* [WHAT IS BEING ASKED] Pull out each line in the records below that contains the word "bird", and copy those lines in full.

--- Begin PROVIDED RECORDS ---

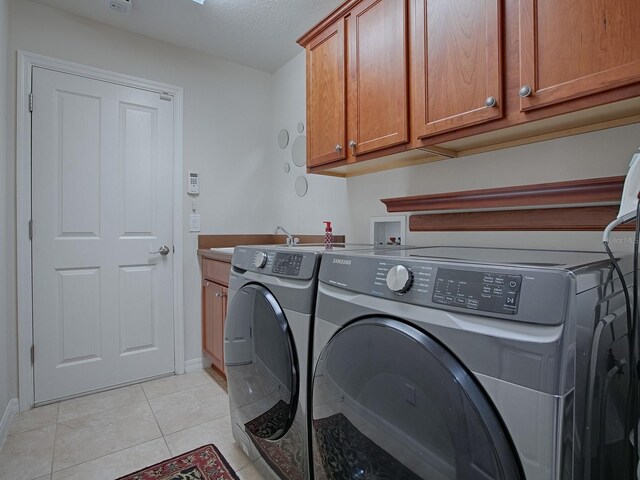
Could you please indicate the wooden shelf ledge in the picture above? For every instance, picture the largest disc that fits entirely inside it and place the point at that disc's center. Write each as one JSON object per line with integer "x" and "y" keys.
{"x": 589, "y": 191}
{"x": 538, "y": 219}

--- End PROVIDED RECORDS ---
--- Begin PROVIDED RECORDS ---

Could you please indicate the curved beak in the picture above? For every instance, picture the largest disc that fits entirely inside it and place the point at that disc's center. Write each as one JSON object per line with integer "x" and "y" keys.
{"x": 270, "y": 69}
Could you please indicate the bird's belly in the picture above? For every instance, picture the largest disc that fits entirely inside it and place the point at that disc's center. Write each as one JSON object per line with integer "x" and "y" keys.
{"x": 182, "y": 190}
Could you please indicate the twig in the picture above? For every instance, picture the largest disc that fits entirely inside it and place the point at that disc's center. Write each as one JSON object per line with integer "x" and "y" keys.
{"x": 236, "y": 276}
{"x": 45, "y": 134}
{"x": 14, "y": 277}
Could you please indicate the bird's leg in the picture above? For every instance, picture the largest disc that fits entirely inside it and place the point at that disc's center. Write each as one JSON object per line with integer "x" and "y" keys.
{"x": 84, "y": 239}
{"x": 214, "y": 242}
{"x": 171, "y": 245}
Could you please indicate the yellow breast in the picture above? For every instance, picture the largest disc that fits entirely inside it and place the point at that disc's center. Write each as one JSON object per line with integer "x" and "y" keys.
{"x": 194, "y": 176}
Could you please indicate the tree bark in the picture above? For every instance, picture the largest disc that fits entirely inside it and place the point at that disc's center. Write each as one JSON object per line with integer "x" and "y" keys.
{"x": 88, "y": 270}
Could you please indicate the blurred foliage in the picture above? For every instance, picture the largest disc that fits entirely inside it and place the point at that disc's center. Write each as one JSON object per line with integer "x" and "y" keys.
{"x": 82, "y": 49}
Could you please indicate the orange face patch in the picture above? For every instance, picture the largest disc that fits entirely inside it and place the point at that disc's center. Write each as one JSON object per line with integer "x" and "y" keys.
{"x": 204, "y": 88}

--- End PROVIDED RECORDS ---
--- Begin PROVIDED RECORDS ---

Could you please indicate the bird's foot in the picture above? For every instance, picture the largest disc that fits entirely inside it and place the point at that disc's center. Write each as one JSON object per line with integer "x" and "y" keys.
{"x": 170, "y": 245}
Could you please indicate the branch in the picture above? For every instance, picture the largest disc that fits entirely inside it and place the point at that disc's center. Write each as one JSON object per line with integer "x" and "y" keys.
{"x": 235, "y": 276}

--- End PROVIDED RECORDS ---

* [IN RESPONSE]
Could you please indicate the bird's belly in the picture above? For every instance, picture the largest disc that fits entirely inside it and place the point at that disc's center. Write each as one JSON object per line with integer "x" and "y" keys.
Could you please indicate the bird's leg in the picture above? For every instance, picture the largest disc that fits entirely inside it and place the point at that disc's center. Write each as one JSON object per line with integer "x" and "y" keys.
Could you please indicate the bird's foot in the picture above? For every instance, picture the largest disc that fits entirely inside it and place the point at that disc's center. Write each as one JSON object per line with integer "x" and "y" keys.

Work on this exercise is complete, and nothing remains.